Category: Santa Monica Museum of Art

Going 'Incognito' at the Santa Monica Museum of Art

March 16, 2012 |  2:30 pm

Incognito2010
Put on your running shoes: Saturday brings the eighth edition of "Incognito," the Santa Monica Museum of Art’s popular annual fundraiser, when hundreds of patrons line up hours early, so that when the museum opens for the event, they can race toward artwork that catches their eye.

One lays claim to an artwork by taking a numbered tag to the cashier. At $350 a pop, you could be buying a John Baldesarri, Jo Ann Callis, Tony DeLap, John Outterbridge, Betye Saar or Jennifer Steinkamp – or, among out-of-towners, Judy Chicago, Milton Glaser or Yoko Ono.  You won’t know till after you’ve purchased the work – the identity of the artist is on the back.

□ □ □ □ □

- [GIVEN INSTRUCTION]
For each statement, say yes or no to whether the article on the museum's "Incognito" fundraiser supports it, and quote the words that decide it. (a) Every artwork at the event sells for $350. (b) Buyers learn who made a work before they pay for it. (c) This year's event is the first edition of "Incognito."

□ □ □ □ □

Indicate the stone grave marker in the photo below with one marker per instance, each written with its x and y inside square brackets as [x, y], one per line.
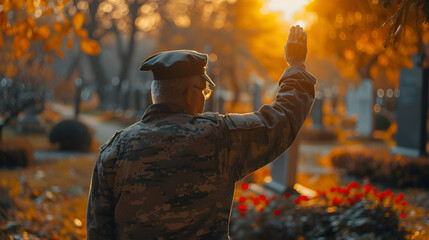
[412, 110]
[257, 95]
[351, 101]
[365, 109]
[283, 170]
[317, 113]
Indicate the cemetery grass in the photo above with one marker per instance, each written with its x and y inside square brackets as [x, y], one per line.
[48, 201]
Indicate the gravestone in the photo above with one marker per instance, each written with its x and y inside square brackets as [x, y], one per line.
[78, 85]
[283, 170]
[30, 121]
[365, 109]
[412, 110]
[351, 101]
[317, 113]
[257, 95]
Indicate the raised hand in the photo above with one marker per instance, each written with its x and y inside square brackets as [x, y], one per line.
[296, 47]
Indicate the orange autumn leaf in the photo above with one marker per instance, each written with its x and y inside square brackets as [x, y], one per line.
[21, 27]
[20, 45]
[10, 31]
[4, 22]
[6, 6]
[11, 70]
[24, 44]
[30, 21]
[44, 3]
[60, 6]
[57, 27]
[78, 20]
[90, 47]
[60, 54]
[48, 12]
[18, 4]
[82, 33]
[56, 41]
[70, 44]
[66, 26]
[30, 6]
[44, 32]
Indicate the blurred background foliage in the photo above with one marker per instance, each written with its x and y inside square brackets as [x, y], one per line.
[104, 41]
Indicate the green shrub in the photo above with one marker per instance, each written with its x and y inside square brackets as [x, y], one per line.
[71, 135]
[390, 169]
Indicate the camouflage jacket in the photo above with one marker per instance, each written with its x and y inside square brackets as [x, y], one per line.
[172, 175]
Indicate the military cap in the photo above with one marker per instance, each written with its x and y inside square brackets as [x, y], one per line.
[177, 64]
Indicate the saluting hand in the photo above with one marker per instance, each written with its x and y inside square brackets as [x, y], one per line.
[296, 47]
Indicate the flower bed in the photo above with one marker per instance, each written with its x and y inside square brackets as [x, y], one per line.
[353, 212]
[393, 170]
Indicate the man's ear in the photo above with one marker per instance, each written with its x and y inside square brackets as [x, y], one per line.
[188, 96]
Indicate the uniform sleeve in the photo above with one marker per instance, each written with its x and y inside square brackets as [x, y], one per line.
[100, 219]
[255, 139]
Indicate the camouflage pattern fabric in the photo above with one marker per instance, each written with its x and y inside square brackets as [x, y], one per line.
[172, 175]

□ □ □ □ □

- [THE OUTPUT]
(a) Yes: "At $350 a pop"
(b) No: "You won’t know till after you’ve purchased the work – the identity of the artist is on the back."
(c) No: "the eighth edition of "Incognito,""